- [Excerpt]:
──────────
Saturday, July 21, 2012

Valery Brusov (1873-1924), Leader of Russian Symbolism




Михаил Александрович Врубель
Третьяковская галерея, Москва
1906


His contemporary literary fate was much happier than in posterity. A leader of Russian symbolist movement, Brusov became an imposing figure for his generation. Yet, he suffered a scathing re-appraisal of his literary significance, starting from a mean-spirited and unjust essay by Marina Zvetaeva (which could be recorded during her bouts with insanity), which largely defined his image for later generations. I cannot attribute the universal posthumous hatred inspired by Brusov to anything specific rather than his class origins. Certainly, he was not politically correct: a Nietschean and ostentatiously atheistic in an Orthodox country; he was close during the First World War to the Russian People’s Union, a proto-fascist party, only to join the Communists after the Revolution. He whored, wrote pornography and died from an overdose of morphine.
But other Russian literary figures were hardly averse to different kinds of inebriation. Morphine addiction brought no infamy neither to Michael Bulgakov, nor to Count Alexei K. Tolstoy, XIXth century historic playwright, who also died of the habit. Fellow symbolists Balmont and Blok drank tirelessly, as did Venedict Yerofeev, the greatest Russian novelist of the second half of the XXth century. Brusov’s own amorous misadventures were no match for Blok’s. Pushkin’s and Lermontov’s atheism in the early XIXth century was much more scandalous. Rabid anti-Semite, gluttonous, alcoholic, card-carrying Communist and self-proclaimed Count, Alexei N. Tolstoy was a veritable monster, and a Stalin’s crony. Yet, he was never despised to a degree, to which Brusov was condemned in posterity.
──────────
- [Items]:
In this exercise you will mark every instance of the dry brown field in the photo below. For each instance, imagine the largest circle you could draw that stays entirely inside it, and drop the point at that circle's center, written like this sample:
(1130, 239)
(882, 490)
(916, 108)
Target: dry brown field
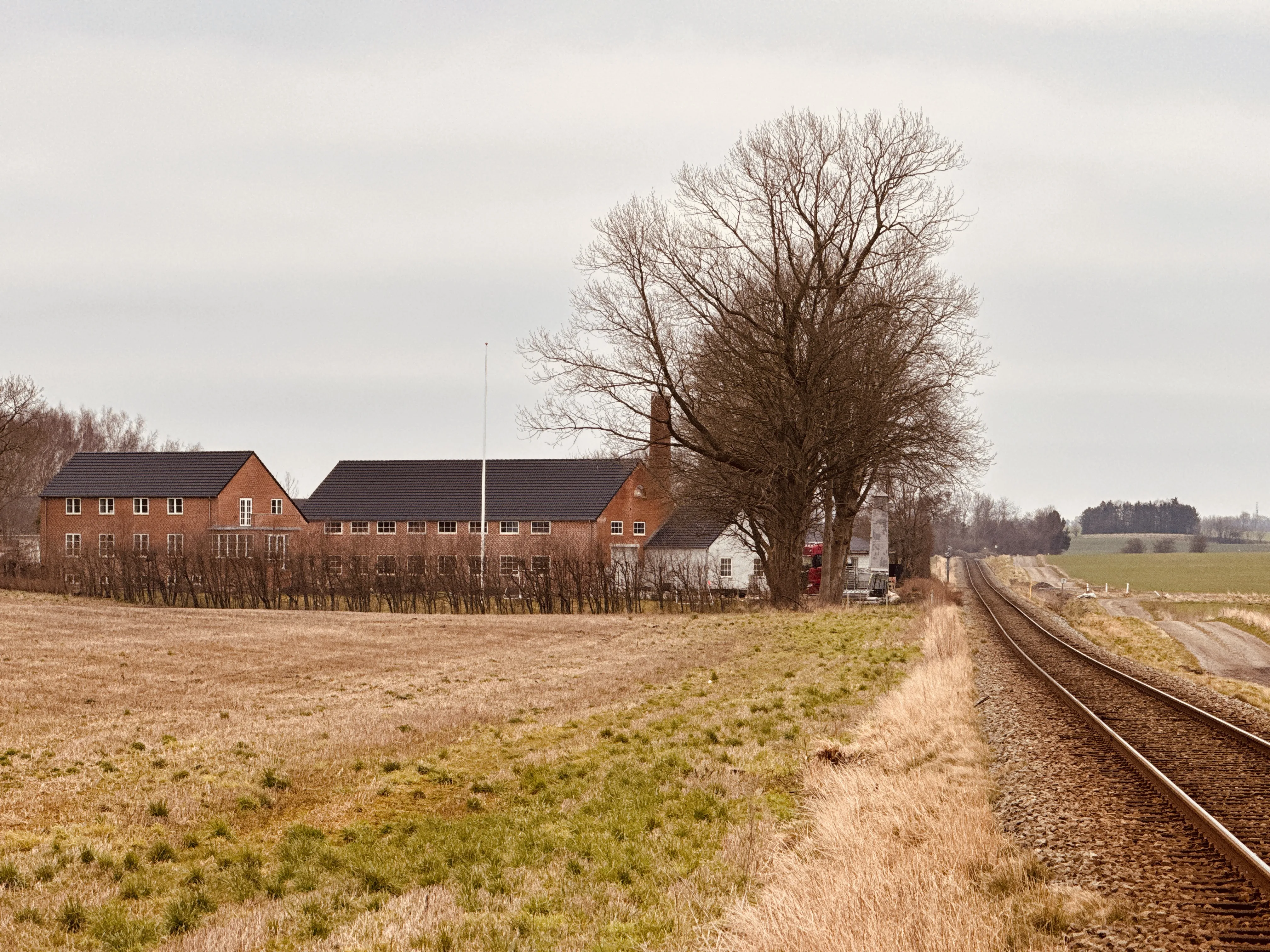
(221, 696)
(249, 781)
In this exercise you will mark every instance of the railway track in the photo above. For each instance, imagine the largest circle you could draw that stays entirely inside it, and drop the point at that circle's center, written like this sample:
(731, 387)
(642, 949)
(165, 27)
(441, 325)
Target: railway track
(1215, 776)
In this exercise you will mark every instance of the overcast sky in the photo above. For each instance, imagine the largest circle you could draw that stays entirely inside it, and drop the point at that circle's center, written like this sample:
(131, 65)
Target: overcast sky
(290, 226)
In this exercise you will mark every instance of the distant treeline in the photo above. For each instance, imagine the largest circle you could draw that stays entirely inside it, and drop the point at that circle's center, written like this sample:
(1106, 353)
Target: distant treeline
(980, 524)
(1159, 517)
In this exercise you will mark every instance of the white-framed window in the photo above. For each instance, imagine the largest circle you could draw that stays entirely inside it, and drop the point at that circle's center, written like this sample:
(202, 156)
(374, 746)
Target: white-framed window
(233, 545)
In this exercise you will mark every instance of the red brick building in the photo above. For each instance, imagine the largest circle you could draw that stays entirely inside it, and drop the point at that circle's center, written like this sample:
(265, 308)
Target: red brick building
(226, 503)
(535, 511)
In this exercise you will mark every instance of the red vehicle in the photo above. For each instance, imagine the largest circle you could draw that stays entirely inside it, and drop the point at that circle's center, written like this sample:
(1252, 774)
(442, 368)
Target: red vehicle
(812, 564)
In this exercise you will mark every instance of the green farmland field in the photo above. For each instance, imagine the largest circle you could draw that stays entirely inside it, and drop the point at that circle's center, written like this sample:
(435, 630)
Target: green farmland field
(1175, 572)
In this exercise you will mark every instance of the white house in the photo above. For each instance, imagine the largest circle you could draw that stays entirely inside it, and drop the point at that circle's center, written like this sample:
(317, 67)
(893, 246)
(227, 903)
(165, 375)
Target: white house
(694, 551)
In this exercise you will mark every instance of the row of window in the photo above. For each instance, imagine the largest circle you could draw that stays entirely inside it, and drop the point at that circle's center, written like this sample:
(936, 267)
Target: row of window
(508, 527)
(140, 544)
(228, 545)
(176, 507)
(446, 565)
(726, 568)
(140, 506)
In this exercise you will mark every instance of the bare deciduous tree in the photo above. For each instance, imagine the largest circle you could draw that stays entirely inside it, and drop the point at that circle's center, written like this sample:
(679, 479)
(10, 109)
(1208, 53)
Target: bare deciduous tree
(21, 408)
(787, 306)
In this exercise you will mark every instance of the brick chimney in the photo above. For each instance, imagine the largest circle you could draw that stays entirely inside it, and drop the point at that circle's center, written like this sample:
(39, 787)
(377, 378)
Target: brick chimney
(660, 439)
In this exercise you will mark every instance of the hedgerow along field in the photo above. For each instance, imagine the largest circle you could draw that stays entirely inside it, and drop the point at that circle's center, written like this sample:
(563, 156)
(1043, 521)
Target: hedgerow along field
(257, 780)
(1171, 572)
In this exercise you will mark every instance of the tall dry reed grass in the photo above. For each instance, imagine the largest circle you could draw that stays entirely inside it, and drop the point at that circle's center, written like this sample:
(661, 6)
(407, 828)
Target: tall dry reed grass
(902, 851)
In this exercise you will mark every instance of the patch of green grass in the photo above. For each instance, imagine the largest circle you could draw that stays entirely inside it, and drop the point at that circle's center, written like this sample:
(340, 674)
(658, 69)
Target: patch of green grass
(120, 932)
(1171, 572)
(73, 916)
(604, 833)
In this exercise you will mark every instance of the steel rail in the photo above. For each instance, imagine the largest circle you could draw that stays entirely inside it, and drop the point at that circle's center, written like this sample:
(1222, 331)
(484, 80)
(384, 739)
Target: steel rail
(1188, 709)
(1226, 843)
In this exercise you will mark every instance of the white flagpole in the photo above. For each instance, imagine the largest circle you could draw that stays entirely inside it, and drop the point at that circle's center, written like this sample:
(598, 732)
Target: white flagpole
(484, 428)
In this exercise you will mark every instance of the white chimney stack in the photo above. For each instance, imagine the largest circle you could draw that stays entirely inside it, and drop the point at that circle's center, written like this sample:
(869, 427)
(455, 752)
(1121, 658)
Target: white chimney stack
(879, 536)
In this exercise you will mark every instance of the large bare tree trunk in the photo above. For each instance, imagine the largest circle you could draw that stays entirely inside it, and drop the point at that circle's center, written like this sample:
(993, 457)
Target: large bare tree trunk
(831, 592)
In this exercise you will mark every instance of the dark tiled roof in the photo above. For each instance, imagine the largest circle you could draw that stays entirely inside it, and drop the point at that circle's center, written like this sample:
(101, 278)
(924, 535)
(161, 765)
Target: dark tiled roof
(688, 530)
(450, 489)
(146, 474)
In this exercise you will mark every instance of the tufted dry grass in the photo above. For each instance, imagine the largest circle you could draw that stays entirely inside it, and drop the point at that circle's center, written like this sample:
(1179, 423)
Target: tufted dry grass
(225, 695)
(901, 850)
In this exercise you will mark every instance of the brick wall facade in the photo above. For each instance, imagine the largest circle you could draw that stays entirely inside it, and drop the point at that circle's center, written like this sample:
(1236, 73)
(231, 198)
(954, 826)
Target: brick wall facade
(196, 525)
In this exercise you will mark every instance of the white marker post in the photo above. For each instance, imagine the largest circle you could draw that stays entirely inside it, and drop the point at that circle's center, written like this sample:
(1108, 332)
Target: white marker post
(484, 428)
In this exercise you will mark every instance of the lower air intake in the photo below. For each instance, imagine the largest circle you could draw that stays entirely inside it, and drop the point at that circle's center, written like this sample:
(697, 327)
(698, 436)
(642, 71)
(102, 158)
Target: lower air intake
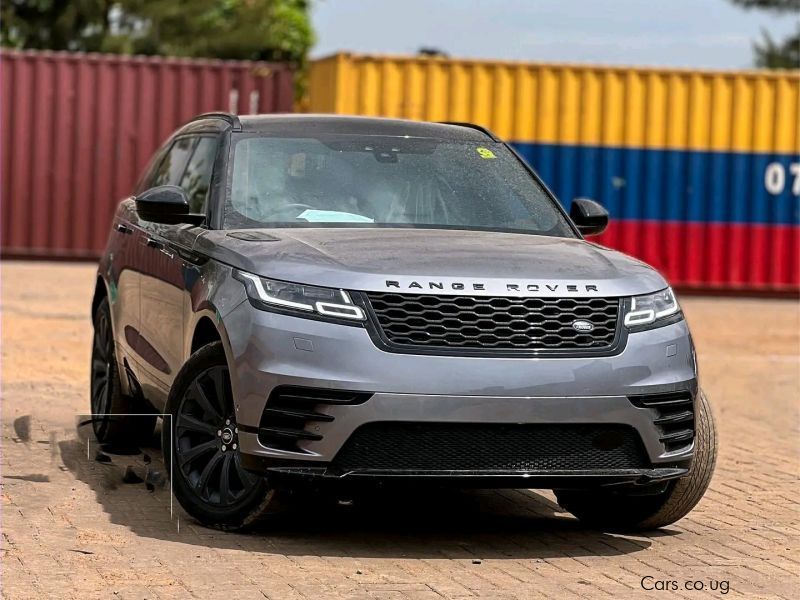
──────────
- [Instructions]:
A. In the post on Valery Brusov, rewrite the stretch from "But other Russian" through "condemned in posterity.", replacing "inebriation" with "intoxication".
B. According to the post on Valery Brusov, which party was Brusov close to during the First World War?
C. Continue the post on Valery Brusov from where it stops.

- [Answers provided]:
A.
But other Russian literary figures were hardly averse to different kinds of intoxication. Morphine addiction brought no infamy neither to Michael Bulgakov, nor to Count Alexei K. Tolstoy, XIXth century historic playwright, who also died of the habit. Fellow symbolists Balmont and Blok drank tirelessly, as did Venedict Yerofeev, the greatest Russian novelist of the second half of the XXth century. Brusov’s own amorous misadventures were no match for Blok’s. Pushkin’s and Lermontov’s atheism in the early XIXth century was much more scandalous. Rabid anti-Semite, gluttonous, alcoholic, card-carrying Communist and self-proclaimed Count, Alexei N. Tolstoy was a veritable monster, and a Stalin’s crony. Yet, he was never despised to a degree, to which Brusov was condemned in posterity.

B. The Russian People's Union, a proto-fascist party.

C.
            What distinguished him were his humble class origins. Sons and daughters of the Silver Age, who by birth either belonged to nobility (Akhmatova, Gumilyov), or to academic elite of the highest caliber (Blok, Zvetaeva, Pasernak) probably could not excuse Brusov, the head of the Symbolist movement, his origins of a son of a prosperous lumber or clothing merchant.  Higher circles of St. Petersburg intellectual elite, usually tolerant to commoners as long as they pretended to be country bumpkins, simply could not stand Brusov who challenged their intellectual superiority on their own ground. Their revulsion stuck.
            Yet, the whole poetic development of the XXth century would be impossible without him. Generation after generation, Russian poets (with remarkable exclusion of Esenin, who was himself of the peasant stock) were afraid to recognize Brusov’s influence on their work, so he remains a Darwinian ape of Russian poetry in search of literary re-discovery by more sympathetic commentators.  


Cover
Your
Pale Legs.



From “The Departments of Delirium”

II

Magic Mirror

All was going very-very normal
The houses stood up like hats or clouds,
The tram banged like a horse-cart of old
To scare away the pedestrians,
And the snowy-blizzard rush
Beat, before our very eyes, a speed record.

But mine eyes of the fifty-something
Are too old to follow the Party line.
From the books, museums and stage, the driblets (despite all my votes “Yeah”),
Like a mirror shards from the fairy tale by Andersen
Are in my eyes again, sore. 

Over greenish-yellow lotus columns
Over dynasties of Nineveh,
Finally rises gold and ebony
Of the Grecian Zeus.
And on the edges of Moscow streets—zebu,
Small, caught in binoculars “Zeiss”.

Why then the verse shouldn’t stutter
Between Prick-or-Treaties of Versailles,
If the Mars perihelion (oh, science!)
Comes only once in fifteen years!
Cannot one go to an ancient travel agent
And book a trip to the Aegean?

What would be the poet’s advice?
Bare one’s thoughts to the bone,
Live by the counts of one’s own pulse:
One, twenty and forty.
Even if according to some learned calculus
Party will issue another orders.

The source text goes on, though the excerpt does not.